YOUR GOAL: Find each line in the listing below that contains the word "every" and copy those lines out in full.

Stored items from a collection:
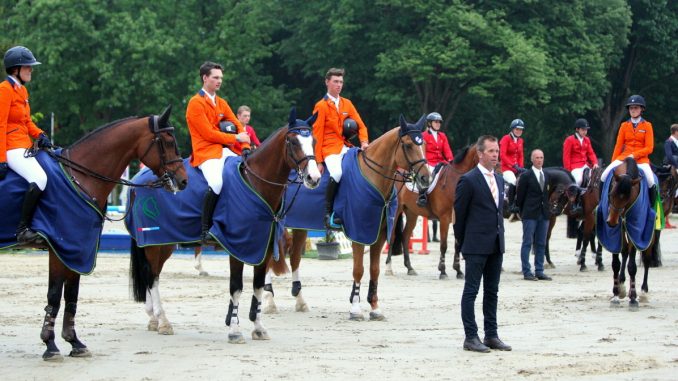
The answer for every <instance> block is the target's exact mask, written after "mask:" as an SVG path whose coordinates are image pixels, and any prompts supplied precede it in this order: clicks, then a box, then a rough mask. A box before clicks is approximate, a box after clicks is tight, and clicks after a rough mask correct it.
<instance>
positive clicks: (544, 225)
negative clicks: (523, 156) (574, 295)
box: [516, 149, 551, 280]
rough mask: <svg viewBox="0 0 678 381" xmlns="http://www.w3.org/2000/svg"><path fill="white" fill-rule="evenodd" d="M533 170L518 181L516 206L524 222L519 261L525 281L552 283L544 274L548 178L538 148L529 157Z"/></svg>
mask: <svg viewBox="0 0 678 381" xmlns="http://www.w3.org/2000/svg"><path fill="white" fill-rule="evenodd" d="M530 160H531V161H532V170H530V171H527V172H525V173H523V175H522V176H520V179H519V180H518V187H517V189H518V191H517V196H516V206H517V207H518V209H519V210H520V219H521V220H522V221H523V244H522V246H521V248H520V262H521V263H522V268H523V279H525V280H551V277H549V276H548V275H546V274H544V255H545V253H546V234H547V232H548V228H549V219H550V217H551V213H550V211H549V196H548V185H547V184H548V181H549V179H548V177H547V175H546V173H545V172H544V171H543V170H542V169H543V168H542V166H543V165H544V152H543V151H542V150H540V149H536V150H533V151H532V154H530ZM532 246H534V272H535V274H536V276H535V274H533V273H532V269H531V268H530V251H532Z"/></svg>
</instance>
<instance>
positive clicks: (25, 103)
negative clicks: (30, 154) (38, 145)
mask: <svg viewBox="0 0 678 381" xmlns="http://www.w3.org/2000/svg"><path fill="white" fill-rule="evenodd" d="M42 133H43V131H42V130H41V129H40V128H38V126H36V125H35V123H33V120H32V119H31V107H30V106H29V104H28V90H26V86H19V84H16V83H14V80H13V79H11V78H7V80H6V81H3V82H2V83H0V163H4V162H7V151H9V150H11V149H15V148H30V147H31V146H32V145H33V141H31V137H32V138H34V139H37V138H38V136H40V134H42ZM29 136H30V137H29Z"/></svg>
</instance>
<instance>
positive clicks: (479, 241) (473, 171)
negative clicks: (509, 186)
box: [454, 167, 504, 255]
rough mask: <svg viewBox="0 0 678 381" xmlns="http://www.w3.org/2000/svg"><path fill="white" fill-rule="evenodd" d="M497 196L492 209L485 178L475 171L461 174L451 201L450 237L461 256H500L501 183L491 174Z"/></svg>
mask: <svg viewBox="0 0 678 381" xmlns="http://www.w3.org/2000/svg"><path fill="white" fill-rule="evenodd" d="M494 179H495V181H496V183H497V191H498V192H499V207H497V205H495V203H494V199H493V198H492V192H491V191H490V187H489V186H488V185H487V181H486V180H485V176H484V175H483V173H482V172H480V169H478V167H476V168H474V169H473V170H471V171H469V172H467V173H466V174H464V175H463V176H462V177H461V179H459V182H458V183H457V189H456V195H455V200H454V218H455V220H454V237H455V238H456V239H457V241H459V243H460V244H461V252H462V253H464V254H485V255H490V254H493V253H494V252H495V251H496V243H497V240H498V241H499V251H500V252H501V253H504V218H503V215H502V208H503V207H504V205H503V204H504V179H503V178H502V177H501V176H499V175H497V174H496V173H495V174H494Z"/></svg>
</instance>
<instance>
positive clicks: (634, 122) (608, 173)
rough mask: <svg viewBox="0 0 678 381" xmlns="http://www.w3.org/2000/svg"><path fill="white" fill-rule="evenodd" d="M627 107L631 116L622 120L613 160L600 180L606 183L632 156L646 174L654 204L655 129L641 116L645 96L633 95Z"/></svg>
mask: <svg viewBox="0 0 678 381" xmlns="http://www.w3.org/2000/svg"><path fill="white" fill-rule="evenodd" d="M626 108H627V109H628V111H629V116H630V117H631V118H630V119H629V120H627V121H625V122H622V124H621V126H620V127H619V132H618V133H617V143H616V144H615V145H614V152H613V154H612V162H611V163H610V165H608V166H607V168H605V171H603V174H602V175H601V177H600V181H601V182H602V183H605V180H606V179H607V176H609V175H610V172H612V170H614V169H615V168H616V167H617V166H619V165H620V164H621V163H622V162H623V160H624V159H626V158H627V157H631V158H633V159H634V160H635V161H636V163H638V168H639V169H640V170H642V171H643V173H644V175H645V181H646V182H647V186H648V188H649V189H650V205H654V202H655V199H656V194H657V188H656V185H655V182H654V174H653V173H652V168H650V158H649V157H648V156H649V155H650V154H651V153H652V151H653V150H654V131H653V130H652V123H650V122H648V121H647V120H645V119H644V118H643V117H642V116H640V114H641V113H642V112H643V111H644V110H645V98H643V97H642V96H640V95H631V96H630V97H629V99H628V101H627V102H626ZM601 190H602V186H601Z"/></svg>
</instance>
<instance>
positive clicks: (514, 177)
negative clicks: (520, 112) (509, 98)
mask: <svg viewBox="0 0 678 381" xmlns="http://www.w3.org/2000/svg"><path fill="white" fill-rule="evenodd" d="M524 129H525V122H523V120H522V119H514V120H513V121H511V127H510V132H509V133H508V134H506V135H504V136H503V137H502V138H501V140H500V141H499V148H500V152H499V157H500V160H501V172H502V175H503V177H504V181H505V182H506V183H507V184H508V187H509V189H508V201H509V212H510V213H518V212H519V210H518V207H517V206H516V175H520V174H521V173H523V172H525V171H526V170H525V164H524V163H525V156H524V153H523V138H521V135H522V134H523V130H524Z"/></svg>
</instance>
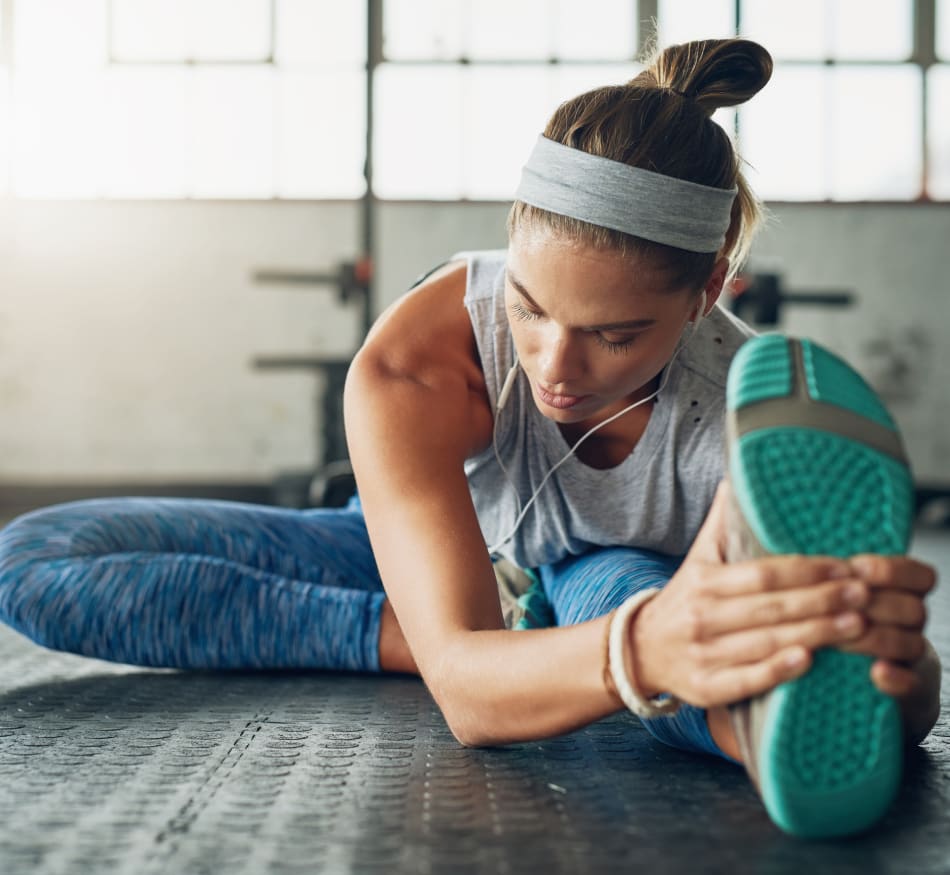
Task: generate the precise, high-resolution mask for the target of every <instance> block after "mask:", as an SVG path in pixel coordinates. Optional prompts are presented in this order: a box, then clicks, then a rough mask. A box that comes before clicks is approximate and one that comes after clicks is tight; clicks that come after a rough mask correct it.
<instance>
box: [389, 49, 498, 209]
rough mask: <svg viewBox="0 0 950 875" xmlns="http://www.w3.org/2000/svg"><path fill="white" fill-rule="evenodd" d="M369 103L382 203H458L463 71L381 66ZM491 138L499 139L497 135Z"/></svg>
mask: <svg viewBox="0 0 950 875" xmlns="http://www.w3.org/2000/svg"><path fill="white" fill-rule="evenodd" d="M374 97H375V104H376V105H375V107H374V111H375V113H376V128H375V130H376V137H375V144H374V148H373V168H374V170H373V172H374V187H375V189H376V193H377V194H378V195H379V196H380V197H384V198H434V199H441V200H454V199H456V198H458V196H459V192H460V191H461V190H462V174H461V165H462V161H461V155H462V149H463V145H464V144H463V142H462V130H463V115H464V107H463V103H462V68H461V67H459V66H445V67H438V68H435V67H432V66H431V65H430V66H425V67H411V66H398V67H397V66H395V65H392V64H383V65H381V66H380V67H379V69H378V72H377V75H376V88H375V92H374ZM496 134H497V135H498V136H504V132H503V131H499V130H497V129H496Z"/></svg>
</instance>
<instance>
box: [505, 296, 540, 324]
mask: <svg viewBox="0 0 950 875" xmlns="http://www.w3.org/2000/svg"><path fill="white" fill-rule="evenodd" d="M510 309H511V312H512V313H513V314H514V315H515V316H516V317H517V318H518V319H522V320H524V321H525V322H527V321H528V320H530V319H540V318H541V314H540V313H538V312H537V311H535V310H529V309H528V308H527V307H525V306H524V305H523V304H521V303H519V302H518V301H513V302H512V303H511V308H510Z"/></svg>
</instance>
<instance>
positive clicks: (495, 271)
mask: <svg viewBox="0 0 950 875" xmlns="http://www.w3.org/2000/svg"><path fill="white" fill-rule="evenodd" d="M507 259H508V250H507V249H482V250H478V251H472V252H457V253H456V254H455V255H453V256H452V260H453V261H456V260H459V261H462V262H464V263H465V266H466V289H465V304H466V306H468V307H472V306H475V305H477V304H478V303H479V302H481V301H494V300H495V298H496V292H497V290H498V289H499V288H501V289H503V288H504V285H503V283H504V274H505V262H506V261H507Z"/></svg>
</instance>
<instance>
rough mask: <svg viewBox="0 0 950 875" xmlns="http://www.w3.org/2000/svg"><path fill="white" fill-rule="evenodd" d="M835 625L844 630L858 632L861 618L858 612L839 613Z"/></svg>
mask: <svg viewBox="0 0 950 875" xmlns="http://www.w3.org/2000/svg"><path fill="white" fill-rule="evenodd" d="M835 627H836V628H838V629H840V630H841V631H842V632H848V633H853V632H857V631H859V630H860V628H861V618H860V617H859V616H858V615H857V614H839V615H838V616H837V617H835Z"/></svg>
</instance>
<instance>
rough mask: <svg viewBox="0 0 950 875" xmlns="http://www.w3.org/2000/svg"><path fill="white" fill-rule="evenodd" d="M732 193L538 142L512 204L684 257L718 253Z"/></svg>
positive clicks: (608, 160) (536, 144) (721, 241)
mask: <svg viewBox="0 0 950 875" xmlns="http://www.w3.org/2000/svg"><path fill="white" fill-rule="evenodd" d="M737 192H738V189H737V188H735V187H733V188H712V187H710V186H708V185H700V184H699V183H696V182H688V181H687V180H685V179H677V178H676V177H674V176H664V175H663V174H662V173H654V172H653V171H652V170H644V169H642V168H640V167H631V166H630V165H629V164H623V163H621V162H620V161H611V160H610V159H609V158H601V157H600V156H599V155H591V154H590V153H589V152H584V151H582V150H580V149H572V148H571V147H570V146H564V145H562V144H561V143H557V142H555V141H554V140H549V139H548V138H547V137H544V136H541V137H538V141H537V143H535V146H534V149H533V151H532V152H531V157H530V158H528V163H527V164H525V166H524V169H523V170H522V172H521V184H520V185H519V186H518V190H517V192H516V193H515V198H516V200H519V201H523V202H524V203H526V204H530V205H531V206H534V207H540V208H541V209H542V210H548V211H550V212H552V213H559V214H561V215H562V216H570V217H571V218H574V219H580V220H581V221H584V222H590V223H591V224H593V225H600V226H601V227H603V228H612V229H613V230H615V231H623V232H624V233H626V234H632V235H633V236H634V237H643V238H644V239H646V240H652V241H653V242H654V243H665V244H666V245H667V246H675V247H676V248H677V249H686V250H688V251H690V252H718V251H719V250H720V249H721V248H722V244H723V243H724V242H725V239H726V231H727V230H728V229H729V224H730V221H731V217H732V202H733V200H735V196H736V193H737Z"/></svg>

SOLUTION TO THIS EXERCISE:
The answer for every <instance> block is the target's exact mask, written after "mask:" as an SVG path whose coordinates are image pixels, and any prompts supplied precede it in this order: clicks, then a box, then a rough mask. A box before clicks is approximate, a box after clicks is tight, and clicks after a rough mask correct it.
Task: generate the precise, high-resolution mask for the target of every <instance> block after "mask:", as an SVG path in pixel coordinates. Optional prompts are presented in this order: a box, then clicks, then a rough mask. A box that comes before clicks is approximate and one that comes after clicks is tight; clicks that come after a rough mask correct it.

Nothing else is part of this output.